Directions: For the word "instance", search the records and show each line in which it occurs.

----

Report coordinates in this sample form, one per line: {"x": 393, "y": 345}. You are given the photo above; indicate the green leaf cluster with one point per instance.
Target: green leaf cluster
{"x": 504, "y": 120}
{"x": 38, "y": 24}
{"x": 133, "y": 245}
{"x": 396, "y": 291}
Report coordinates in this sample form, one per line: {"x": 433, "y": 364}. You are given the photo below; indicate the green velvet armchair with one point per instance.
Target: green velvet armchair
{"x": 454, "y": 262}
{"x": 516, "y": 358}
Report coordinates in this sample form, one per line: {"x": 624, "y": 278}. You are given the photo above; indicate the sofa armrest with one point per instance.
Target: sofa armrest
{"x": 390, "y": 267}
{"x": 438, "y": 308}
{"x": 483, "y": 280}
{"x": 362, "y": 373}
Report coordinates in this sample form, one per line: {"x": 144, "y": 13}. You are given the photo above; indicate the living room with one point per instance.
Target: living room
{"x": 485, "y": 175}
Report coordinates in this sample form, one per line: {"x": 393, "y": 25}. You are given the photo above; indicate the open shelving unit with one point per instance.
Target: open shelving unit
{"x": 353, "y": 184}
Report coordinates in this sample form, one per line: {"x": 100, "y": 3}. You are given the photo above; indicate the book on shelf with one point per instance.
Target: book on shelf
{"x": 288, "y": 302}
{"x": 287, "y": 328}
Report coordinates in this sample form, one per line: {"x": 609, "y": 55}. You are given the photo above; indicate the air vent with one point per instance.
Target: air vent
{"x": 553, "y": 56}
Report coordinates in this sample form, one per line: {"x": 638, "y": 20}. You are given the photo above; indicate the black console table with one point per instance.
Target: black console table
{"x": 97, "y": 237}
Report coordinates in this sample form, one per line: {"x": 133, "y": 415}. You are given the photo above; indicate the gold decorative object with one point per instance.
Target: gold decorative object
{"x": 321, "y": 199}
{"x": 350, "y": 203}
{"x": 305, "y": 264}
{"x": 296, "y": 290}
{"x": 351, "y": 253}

----

Answer to this exercise:
Report coordinates in this sample form, one per line: {"x": 393, "y": 345}. You are given the photo above; indicate the green leaf cluster with one point per instance.
Report coordinates in this sample form, one per line: {"x": 433, "y": 364}. You are given the photo below; indicate the green velvet armchair with one point per instance.
Report coordinates in this sample form, one per line: {"x": 624, "y": 278}. You are given the photo above; indicate the sofa armrest with one point per instance.
Report coordinates in this sample form, one per line: {"x": 144, "y": 13}. You are given the photo above; indicate the living room with one point per instance.
Report coordinates in this sample form, one per line: {"x": 393, "y": 25}. You are given the photo above; indicate the open shelving unit with one point per instance.
Report coordinates in this sample form, one per line: {"x": 100, "y": 3}. You are given the photo above; indicate the book on shelf with one point per instance.
Report coordinates in this sample form, one per line: {"x": 609, "y": 55}. You are given the photo above; indicate the air vent with one point per instance.
Report coordinates in this sample form, one per line: {"x": 638, "y": 20}. You are given the photo above; indicate the black console table with one point per instance.
Report coordinates in this sample form, one per line: {"x": 133, "y": 415}. You are given the photo above; indicate the gold decorative object with one point per instance.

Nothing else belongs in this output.